(begin)

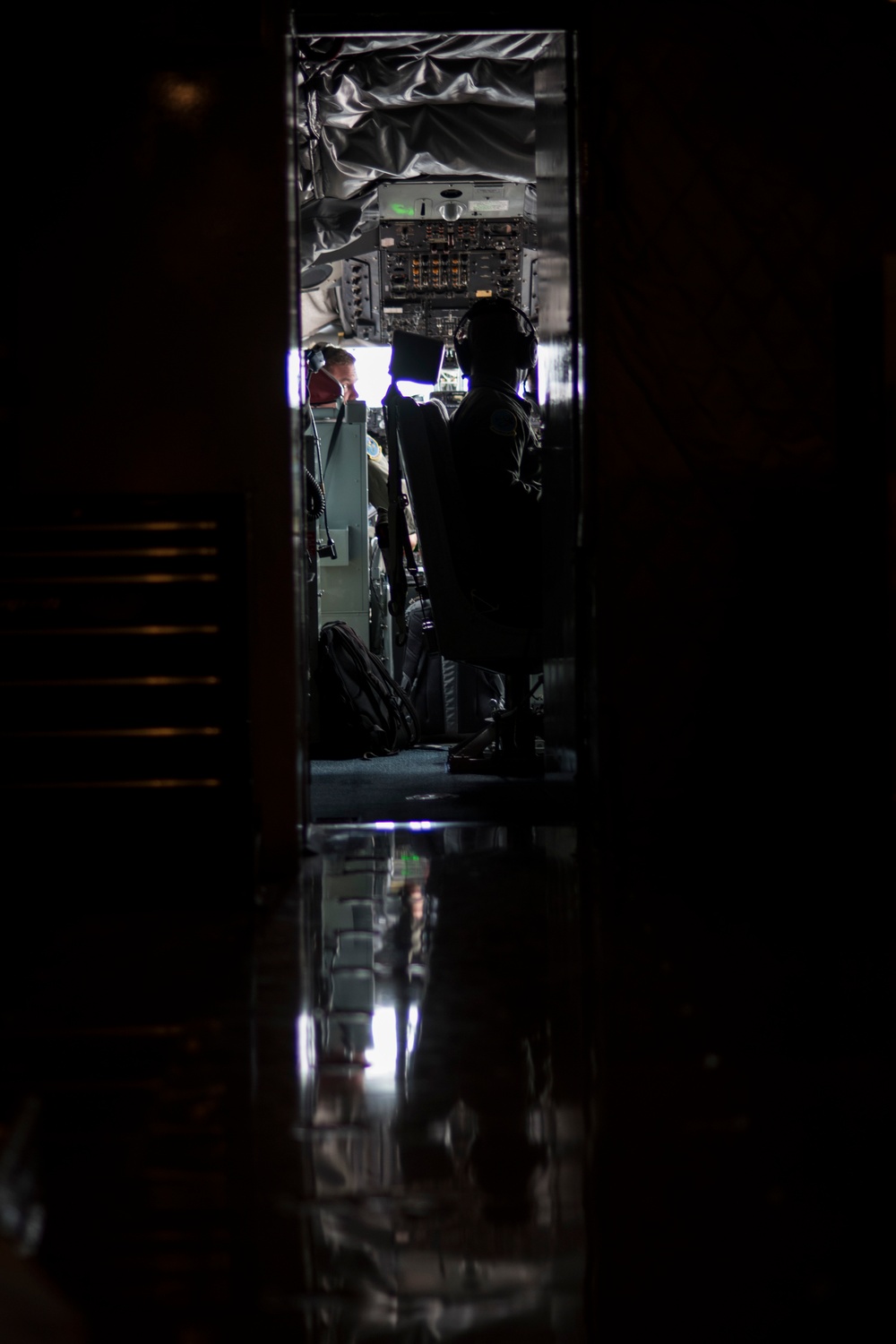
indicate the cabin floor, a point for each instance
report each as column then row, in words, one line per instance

(end)
(begin)

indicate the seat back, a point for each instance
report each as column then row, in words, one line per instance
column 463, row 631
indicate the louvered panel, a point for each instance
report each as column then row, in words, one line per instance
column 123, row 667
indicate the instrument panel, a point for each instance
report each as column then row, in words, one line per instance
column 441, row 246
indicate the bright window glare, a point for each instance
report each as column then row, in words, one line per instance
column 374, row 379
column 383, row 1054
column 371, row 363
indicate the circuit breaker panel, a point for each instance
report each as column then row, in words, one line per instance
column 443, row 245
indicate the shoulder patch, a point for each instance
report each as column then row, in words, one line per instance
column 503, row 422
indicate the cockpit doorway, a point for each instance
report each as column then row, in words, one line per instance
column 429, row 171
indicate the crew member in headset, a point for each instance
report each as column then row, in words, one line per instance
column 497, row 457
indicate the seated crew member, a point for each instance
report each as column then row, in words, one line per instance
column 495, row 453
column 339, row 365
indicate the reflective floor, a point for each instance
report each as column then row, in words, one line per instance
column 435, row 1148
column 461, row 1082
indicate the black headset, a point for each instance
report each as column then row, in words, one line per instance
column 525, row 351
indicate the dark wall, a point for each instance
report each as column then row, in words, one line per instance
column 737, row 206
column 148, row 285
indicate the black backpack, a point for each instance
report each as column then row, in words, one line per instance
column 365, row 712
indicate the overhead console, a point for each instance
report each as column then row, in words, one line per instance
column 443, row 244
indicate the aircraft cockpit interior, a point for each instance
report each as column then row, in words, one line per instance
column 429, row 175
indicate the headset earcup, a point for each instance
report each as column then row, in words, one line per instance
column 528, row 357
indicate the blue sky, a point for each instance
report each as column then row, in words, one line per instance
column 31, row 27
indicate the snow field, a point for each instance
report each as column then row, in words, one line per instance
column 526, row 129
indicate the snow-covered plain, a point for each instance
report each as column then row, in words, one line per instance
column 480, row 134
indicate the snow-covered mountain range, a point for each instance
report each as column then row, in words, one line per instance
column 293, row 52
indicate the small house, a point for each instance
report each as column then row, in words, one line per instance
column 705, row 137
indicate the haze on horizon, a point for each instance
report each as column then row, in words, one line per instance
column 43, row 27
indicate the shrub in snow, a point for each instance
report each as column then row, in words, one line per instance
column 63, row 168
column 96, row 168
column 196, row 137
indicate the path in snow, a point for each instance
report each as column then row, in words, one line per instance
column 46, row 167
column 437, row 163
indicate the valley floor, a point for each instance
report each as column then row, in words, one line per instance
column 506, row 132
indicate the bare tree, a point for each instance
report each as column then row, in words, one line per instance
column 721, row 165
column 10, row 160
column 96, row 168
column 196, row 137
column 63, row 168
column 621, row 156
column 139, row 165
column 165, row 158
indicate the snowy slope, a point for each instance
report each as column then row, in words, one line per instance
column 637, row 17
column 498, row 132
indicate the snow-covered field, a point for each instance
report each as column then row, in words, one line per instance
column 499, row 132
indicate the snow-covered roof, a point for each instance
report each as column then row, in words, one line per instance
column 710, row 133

(end)

WHAT THE EXERCISE ASKS ->
Reproduce the lines between the line holding "indicate the dark" and the line holding "column 43, row 27", inclusive, with "blue sky" swapped for "open sky" and nothing else changed.

SOLVED EXERCISE ->
indicate the dark wall, a point for each instance
report each as column then row, in words, one line per instance
column 737, row 206
column 148, row 285
indicate the black backpack, a point for each instance
report each as column then row, in words, one line per instance
column 365, row 712
indicate the overhead console, a point for each instance
report each as column then row, in words, one line per instance
column 443, row 244
indicate the aircraft cockpit interior, a point for each instance
report each as column then row, in words, one line per instance
column 429, row 175
indicate the headset earcup, a point for each instance
report each as column then row, in words, one line per instance
column 528, row 357
indicate the open sky, a point for each instance
report each as column then row, in words, one line per instance
column 31, row 27
indicate the snow field, a point for each instance
report each as column then row, in words, one line per instance
column 526, row 129
indicate the snow-covered plain, a point for each instance
report each as column then row, in words, one line per instance
column 480, row 134
indicate the snow-covered mountain range, a point for each instance
report each as column then row, in words, one line per instance
column 293, row 52
indicate the small house, a point for each instance
report each as column then row, in words, one line per instance
column 705, row 137
indicate the haze on horizon, a point for each instance
report each as column then row, in words, one line per instance
column 43, row 27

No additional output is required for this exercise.